-- CONSIGNES --
(a) D'après le texte sur Julian Assange, dans quelle prison est-il détenu ?
(b) Modifiez un passage du texte sur Julian Assange. Partez des mots « En ce sens, le », arrêtez-vous après « avec Julian Assange. » et remplacez « Reuters » par « Associated Press ».
(c) Poursuivez le texte sur Julian Assange au-delà de sa dernière phrase.

-- EXTRAIT --
Julian Assange est un journaliste aujourd’hui incarcéré depuis quatre ans et en détention provisoire à la prison de haute sécurité de Belmarsh, dans la banlieue de Londres. Son crime : avoir publié des documents révélant des crimes de guerre commis par les Etats-Unis et leurs alliés. Les voies de recours étant quasiment épuisées, le fondateur de l’ONG Wikileaks pourrait bientôt être extradé et jugé par un tribunal aux Etats-Unis, où il risque une peine de 175 ans de prison pour des faits d’espionnage. L’emprisonnement, la persécution que subit Assange privé de liberté depuis plus de onze ans (il s’était auparavant réfugié à l’ambassade d’Equateur), et le risque imminent de son extradition créent une dangereuse jurisprudence concernant la dénonciation de crimes de guerre : assimilant le témoignage et le droit d’informer à de l’espionnage, elle menace le travail des journalistes et celui d’ONG qui, comme MSF, tentent de faire acte de résistance en parlant publiquement des exactions et crimes de guerre qu’elles subissent ou dont elles sont directement ou indirectement le témoin.
En ce sens, le travail accompli par Wikileaks entre en résonnance avec une part de la mission sociale de MSF : la vidéo « Collateral murder », montre ainsi le massacre en 2007 d’un groupe de civils à Bagdad parmi lesquels se trouvaient deux journalistes de l’agence Reuters. Par la diffusion de documents qui lui ont été transmis, Wikileaks a également révélé un plus grand nombre de victimes civiles afghanes ou irakiennes que celui annoncé publiquement par l’armée américaine. Pris parmi d’autres, ces exemples rappellent des contextes ou des faits auxquels les équipes de MSF sont ou ont été confrontées, et dont elles sont parfois même la victime. Parce que le sort réservé à Julian Assange concerne tous ceux qui pourraient être amenés à subir ou à dénoncer des crimes de guerre, MSF exprime sa solidarité avec Julian Assange.

-- Entrées stockées --
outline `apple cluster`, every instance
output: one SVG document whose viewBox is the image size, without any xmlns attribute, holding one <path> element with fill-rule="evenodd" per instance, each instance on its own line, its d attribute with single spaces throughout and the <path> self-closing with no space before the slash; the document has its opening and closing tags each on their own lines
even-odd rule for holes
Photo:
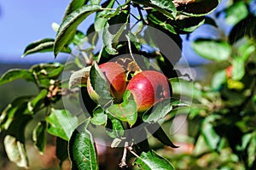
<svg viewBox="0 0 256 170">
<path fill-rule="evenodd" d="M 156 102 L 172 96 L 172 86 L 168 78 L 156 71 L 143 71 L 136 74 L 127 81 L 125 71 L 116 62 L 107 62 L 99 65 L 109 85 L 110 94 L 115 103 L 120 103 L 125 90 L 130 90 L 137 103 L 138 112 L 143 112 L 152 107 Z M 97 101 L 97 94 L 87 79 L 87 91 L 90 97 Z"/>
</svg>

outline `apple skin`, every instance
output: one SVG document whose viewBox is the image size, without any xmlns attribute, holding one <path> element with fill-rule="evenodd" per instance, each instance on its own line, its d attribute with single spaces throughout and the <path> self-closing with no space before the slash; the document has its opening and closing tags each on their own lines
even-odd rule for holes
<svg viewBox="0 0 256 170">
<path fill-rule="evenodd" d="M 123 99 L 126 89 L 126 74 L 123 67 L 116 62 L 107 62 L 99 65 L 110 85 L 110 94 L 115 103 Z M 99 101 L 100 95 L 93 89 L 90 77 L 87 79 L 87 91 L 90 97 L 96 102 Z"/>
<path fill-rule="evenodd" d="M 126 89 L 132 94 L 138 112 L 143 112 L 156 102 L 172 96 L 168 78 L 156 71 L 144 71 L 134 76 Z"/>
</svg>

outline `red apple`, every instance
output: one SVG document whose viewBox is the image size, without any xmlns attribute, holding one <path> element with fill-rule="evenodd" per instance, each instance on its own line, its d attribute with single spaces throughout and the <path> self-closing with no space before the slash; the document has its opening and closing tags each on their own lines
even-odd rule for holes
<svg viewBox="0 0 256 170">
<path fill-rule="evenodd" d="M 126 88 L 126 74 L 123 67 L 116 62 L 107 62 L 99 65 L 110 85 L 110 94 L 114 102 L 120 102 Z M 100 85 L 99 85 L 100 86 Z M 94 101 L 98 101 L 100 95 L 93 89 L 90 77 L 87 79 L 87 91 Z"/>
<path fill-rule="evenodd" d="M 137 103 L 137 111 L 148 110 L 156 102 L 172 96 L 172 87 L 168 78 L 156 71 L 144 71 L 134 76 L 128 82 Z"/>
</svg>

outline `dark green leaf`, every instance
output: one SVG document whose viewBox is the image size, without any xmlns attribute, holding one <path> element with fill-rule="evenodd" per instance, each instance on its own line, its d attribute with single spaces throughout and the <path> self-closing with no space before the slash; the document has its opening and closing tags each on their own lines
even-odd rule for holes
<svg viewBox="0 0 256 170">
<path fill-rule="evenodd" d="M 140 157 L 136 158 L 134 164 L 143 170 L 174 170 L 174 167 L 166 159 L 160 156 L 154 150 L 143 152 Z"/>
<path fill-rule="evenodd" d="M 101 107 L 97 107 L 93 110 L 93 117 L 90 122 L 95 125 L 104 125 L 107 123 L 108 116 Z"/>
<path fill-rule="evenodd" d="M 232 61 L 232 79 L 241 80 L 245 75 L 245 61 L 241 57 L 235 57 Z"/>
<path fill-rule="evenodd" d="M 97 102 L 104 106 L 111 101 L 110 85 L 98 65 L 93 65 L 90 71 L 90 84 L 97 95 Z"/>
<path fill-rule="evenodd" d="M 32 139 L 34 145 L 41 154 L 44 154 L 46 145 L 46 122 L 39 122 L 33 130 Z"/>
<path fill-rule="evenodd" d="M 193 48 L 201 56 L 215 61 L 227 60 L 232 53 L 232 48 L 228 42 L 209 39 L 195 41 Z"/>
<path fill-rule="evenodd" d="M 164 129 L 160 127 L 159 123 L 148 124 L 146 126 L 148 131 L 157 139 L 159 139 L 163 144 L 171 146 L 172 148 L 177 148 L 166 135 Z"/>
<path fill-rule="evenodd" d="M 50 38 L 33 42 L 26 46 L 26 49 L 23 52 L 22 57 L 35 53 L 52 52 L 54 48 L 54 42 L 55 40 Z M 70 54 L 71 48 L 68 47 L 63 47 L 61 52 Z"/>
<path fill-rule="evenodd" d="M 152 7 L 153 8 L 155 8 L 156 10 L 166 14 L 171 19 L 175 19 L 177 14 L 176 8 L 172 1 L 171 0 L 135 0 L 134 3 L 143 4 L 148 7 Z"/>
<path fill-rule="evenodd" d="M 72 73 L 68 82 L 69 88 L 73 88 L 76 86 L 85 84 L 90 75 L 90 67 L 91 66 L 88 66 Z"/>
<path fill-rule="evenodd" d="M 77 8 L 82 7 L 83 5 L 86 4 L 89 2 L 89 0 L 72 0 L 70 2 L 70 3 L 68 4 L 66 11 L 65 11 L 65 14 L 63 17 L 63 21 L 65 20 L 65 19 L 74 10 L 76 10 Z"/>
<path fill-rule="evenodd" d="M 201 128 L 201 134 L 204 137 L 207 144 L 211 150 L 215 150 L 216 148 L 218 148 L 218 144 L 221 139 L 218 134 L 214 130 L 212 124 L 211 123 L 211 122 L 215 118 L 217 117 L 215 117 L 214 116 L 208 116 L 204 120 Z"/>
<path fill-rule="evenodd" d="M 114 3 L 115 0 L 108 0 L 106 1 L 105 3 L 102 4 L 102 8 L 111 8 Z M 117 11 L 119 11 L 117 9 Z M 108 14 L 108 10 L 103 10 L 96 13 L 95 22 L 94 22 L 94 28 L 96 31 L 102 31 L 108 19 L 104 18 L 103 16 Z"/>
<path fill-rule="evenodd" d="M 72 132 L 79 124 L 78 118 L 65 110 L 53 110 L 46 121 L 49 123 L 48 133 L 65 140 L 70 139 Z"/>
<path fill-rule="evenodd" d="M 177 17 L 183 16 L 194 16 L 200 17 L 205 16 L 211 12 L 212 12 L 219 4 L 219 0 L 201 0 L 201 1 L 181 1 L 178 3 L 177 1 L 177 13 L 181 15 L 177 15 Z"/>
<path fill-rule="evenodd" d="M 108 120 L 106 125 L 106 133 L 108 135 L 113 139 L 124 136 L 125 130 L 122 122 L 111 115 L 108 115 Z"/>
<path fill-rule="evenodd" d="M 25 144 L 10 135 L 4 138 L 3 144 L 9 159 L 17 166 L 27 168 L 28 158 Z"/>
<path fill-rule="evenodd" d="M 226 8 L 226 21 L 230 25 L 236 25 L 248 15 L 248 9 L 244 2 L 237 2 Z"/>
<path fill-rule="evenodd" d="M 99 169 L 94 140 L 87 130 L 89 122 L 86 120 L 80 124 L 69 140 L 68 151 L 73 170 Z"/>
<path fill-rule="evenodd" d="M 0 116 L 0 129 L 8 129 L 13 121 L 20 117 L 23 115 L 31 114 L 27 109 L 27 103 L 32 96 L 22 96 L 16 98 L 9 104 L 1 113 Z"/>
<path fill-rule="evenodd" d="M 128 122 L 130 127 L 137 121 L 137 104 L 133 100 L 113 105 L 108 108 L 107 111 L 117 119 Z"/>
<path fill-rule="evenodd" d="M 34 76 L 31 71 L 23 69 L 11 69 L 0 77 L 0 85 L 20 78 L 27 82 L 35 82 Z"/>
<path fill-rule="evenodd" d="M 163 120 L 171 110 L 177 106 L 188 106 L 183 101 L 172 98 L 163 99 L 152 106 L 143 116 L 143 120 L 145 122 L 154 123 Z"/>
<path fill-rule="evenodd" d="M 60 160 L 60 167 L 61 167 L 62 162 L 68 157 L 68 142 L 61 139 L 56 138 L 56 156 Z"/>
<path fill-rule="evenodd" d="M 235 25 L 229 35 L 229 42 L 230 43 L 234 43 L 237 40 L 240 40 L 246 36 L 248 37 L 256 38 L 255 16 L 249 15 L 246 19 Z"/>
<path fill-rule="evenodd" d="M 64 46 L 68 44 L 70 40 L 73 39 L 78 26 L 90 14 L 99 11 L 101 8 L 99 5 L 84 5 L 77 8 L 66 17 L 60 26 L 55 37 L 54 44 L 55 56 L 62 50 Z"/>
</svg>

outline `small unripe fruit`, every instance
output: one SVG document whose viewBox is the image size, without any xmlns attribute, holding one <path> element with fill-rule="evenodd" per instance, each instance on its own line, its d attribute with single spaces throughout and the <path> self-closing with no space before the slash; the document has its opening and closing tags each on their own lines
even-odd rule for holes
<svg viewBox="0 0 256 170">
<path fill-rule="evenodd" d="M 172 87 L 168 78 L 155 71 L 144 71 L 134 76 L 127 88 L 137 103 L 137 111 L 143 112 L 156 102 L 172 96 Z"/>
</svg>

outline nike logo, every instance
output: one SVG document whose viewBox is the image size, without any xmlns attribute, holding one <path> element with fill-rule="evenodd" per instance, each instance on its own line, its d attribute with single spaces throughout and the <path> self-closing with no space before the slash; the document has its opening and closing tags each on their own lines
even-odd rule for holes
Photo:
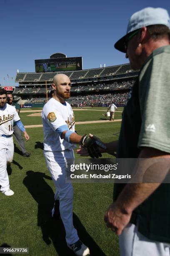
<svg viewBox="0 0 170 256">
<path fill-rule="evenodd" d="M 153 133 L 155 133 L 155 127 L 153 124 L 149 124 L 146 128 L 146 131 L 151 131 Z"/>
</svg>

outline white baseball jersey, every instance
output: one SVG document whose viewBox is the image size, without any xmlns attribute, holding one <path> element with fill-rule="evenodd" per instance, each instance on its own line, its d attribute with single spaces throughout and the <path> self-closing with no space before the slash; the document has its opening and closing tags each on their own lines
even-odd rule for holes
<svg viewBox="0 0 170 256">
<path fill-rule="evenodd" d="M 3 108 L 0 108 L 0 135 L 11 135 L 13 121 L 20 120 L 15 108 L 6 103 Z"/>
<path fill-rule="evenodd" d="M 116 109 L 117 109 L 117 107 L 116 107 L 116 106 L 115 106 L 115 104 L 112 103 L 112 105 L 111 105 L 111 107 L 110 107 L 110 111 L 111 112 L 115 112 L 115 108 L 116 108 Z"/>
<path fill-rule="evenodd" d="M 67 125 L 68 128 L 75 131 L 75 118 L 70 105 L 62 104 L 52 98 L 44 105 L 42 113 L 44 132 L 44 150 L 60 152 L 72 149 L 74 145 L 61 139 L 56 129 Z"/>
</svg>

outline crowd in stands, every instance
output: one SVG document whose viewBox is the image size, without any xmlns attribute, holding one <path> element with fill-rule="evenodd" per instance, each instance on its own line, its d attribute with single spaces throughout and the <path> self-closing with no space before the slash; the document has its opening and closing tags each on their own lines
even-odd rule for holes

--

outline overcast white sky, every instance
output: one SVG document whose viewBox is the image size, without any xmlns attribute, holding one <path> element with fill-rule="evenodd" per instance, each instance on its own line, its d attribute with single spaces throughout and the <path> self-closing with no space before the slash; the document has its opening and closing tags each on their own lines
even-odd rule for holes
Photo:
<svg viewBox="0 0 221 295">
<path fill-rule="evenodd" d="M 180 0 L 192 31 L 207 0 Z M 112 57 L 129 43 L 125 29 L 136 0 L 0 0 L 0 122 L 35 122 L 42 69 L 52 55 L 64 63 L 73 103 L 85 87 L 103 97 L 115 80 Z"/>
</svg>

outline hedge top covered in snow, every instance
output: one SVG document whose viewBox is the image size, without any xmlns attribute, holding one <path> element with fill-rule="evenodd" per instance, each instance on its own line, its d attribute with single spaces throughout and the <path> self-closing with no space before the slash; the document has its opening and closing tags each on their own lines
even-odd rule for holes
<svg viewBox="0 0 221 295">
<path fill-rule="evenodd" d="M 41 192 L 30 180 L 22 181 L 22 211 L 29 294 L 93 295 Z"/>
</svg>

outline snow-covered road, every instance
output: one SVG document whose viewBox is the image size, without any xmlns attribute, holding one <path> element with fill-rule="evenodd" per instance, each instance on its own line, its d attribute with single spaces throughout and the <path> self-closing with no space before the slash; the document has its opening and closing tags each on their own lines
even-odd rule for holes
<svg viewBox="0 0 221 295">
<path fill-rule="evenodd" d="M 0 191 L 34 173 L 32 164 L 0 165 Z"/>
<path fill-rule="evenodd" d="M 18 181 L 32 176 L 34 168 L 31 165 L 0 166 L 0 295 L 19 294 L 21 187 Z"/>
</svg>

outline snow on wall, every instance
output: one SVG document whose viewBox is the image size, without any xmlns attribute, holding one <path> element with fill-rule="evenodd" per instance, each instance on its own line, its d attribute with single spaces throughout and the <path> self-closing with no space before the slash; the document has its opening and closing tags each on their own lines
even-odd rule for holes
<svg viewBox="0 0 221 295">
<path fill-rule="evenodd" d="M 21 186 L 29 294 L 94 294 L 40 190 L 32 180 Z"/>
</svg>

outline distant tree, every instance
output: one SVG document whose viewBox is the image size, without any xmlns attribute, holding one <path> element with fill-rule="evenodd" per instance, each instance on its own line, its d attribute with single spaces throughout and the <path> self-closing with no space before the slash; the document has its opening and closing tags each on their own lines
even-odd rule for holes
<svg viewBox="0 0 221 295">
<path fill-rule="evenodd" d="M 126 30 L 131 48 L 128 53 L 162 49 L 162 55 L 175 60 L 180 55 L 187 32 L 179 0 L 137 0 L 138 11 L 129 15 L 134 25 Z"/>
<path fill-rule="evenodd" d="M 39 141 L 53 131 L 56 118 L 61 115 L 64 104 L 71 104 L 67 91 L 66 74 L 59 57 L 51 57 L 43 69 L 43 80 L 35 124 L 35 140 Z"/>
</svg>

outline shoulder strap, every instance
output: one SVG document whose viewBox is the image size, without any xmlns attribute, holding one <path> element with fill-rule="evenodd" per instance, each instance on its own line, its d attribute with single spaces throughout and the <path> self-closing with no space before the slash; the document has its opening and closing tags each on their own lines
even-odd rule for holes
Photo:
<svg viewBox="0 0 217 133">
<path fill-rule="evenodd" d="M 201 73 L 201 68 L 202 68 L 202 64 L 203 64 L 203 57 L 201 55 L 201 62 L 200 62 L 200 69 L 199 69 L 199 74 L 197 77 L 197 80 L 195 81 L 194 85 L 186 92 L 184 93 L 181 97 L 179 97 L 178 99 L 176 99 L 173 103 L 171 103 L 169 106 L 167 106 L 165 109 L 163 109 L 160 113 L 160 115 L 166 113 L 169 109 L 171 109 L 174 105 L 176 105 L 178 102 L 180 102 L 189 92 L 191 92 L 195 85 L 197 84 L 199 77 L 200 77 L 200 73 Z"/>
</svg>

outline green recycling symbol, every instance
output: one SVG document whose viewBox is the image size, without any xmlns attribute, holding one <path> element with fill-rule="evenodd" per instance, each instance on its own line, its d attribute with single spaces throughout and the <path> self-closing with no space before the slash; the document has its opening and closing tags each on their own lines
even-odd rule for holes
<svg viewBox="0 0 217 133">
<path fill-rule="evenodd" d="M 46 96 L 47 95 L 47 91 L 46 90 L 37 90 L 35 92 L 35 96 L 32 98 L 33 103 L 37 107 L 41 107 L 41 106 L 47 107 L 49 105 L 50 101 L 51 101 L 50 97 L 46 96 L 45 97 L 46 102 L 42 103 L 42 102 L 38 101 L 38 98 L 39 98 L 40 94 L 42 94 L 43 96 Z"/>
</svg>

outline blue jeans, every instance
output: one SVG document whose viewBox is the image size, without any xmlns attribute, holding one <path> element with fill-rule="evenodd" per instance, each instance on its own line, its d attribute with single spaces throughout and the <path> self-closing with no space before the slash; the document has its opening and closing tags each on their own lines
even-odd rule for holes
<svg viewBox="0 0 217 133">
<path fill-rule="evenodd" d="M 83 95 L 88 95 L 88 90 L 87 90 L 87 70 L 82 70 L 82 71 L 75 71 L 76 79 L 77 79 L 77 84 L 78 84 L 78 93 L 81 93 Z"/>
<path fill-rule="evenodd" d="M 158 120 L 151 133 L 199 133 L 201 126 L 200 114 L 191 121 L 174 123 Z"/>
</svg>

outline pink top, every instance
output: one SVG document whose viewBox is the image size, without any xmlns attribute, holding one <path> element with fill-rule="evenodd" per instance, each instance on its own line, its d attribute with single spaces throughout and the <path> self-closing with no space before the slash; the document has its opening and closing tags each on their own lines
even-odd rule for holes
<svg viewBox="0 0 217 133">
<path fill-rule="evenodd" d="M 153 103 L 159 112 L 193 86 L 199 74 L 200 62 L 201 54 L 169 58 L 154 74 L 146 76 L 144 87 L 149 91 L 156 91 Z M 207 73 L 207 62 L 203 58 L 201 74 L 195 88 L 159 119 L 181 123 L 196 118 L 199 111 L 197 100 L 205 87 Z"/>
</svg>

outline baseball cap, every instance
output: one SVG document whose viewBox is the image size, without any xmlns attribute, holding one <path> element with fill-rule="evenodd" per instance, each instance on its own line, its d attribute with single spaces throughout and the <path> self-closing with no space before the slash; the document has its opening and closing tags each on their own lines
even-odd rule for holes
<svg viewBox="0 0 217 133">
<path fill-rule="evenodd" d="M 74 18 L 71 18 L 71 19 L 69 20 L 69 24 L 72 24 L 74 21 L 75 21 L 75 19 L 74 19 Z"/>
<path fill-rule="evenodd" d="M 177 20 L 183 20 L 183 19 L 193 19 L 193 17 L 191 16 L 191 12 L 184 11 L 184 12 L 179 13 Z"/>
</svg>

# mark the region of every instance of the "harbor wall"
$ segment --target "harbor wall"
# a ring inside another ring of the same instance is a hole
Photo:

-- RÉPONSES RÉDIGÉES --
(a) À la prison de haute sécurité de Belmarsh, dans la banlieue de Londres.

(b)
En ce sens, le travail accompli par Wikileaks entre en résonnance avec une part de la mission sociale de MSF : la vidéo « Collateral murder », montre ainsi le massacre en 2007 d’un groupe de civils à Bagdad parmi lesquels se trouvaient deux journalistes de l’agence Associated Press. Par la diffusion de documents qui lui ont été transmis, Wikileaks a également révélé un plus grand nombre de victimes civiles afghanes ou irakiennes que celui annoncé publiquement par l’armée américaine. Pris parmi d’autres, ces exemples rappellent des contextes ou des faits auxquels les équipes de MSF sont ou ont été confrontées, et dont elles sont parfois même la victime. Parce que le sort réservé à Julian Assange concerne tous ceux qui pourraient être amenés à subir ou à dénoncer des crimes de guerre, MSF exprime sa solidarité avec Julian Assange.

(c)
Dans les pays en conflit, MSF peine à connaître la vérité quand ses structures de santé ou ses équipes sont attaquées. L’opportunité pour MSF de s’exprimer publiquement sur des crimes de guerre ou sur des injustices est elle aussi régulièrement entravée par des menaces d’expulsion ou de représailles plus ou moins verbalisées par des États et des groupes armés. D’où l’importance du travail d’une ONG comme Wikileaks et de son fondateur, persécuté par la justice états-unienne pour avoir révélé de tels crimes. C’est aussi en se retranchant derrière le sort réservé à Julian Assange que le président de la République démocratique du Congo a récemment justifié l’arrestation du journaliste Stanis Bujakera Tshiamala, emprisonné pour avoir dévoilé le rôle des renseignements militaires dans l’assassinat d’un ancien ministre et opposant. Pour répondre à la critique, Félix Tshisekedi s’est également appuyé sur l’exemple plus récent d’Ariane Lavrilleux, journaliste harcelée par les autorités françaises pour avoir dénoncé le bombardement de civils au cours d’opérations militaires menées conjointement par la France et l’Égypte et détournées de leur objectif initial.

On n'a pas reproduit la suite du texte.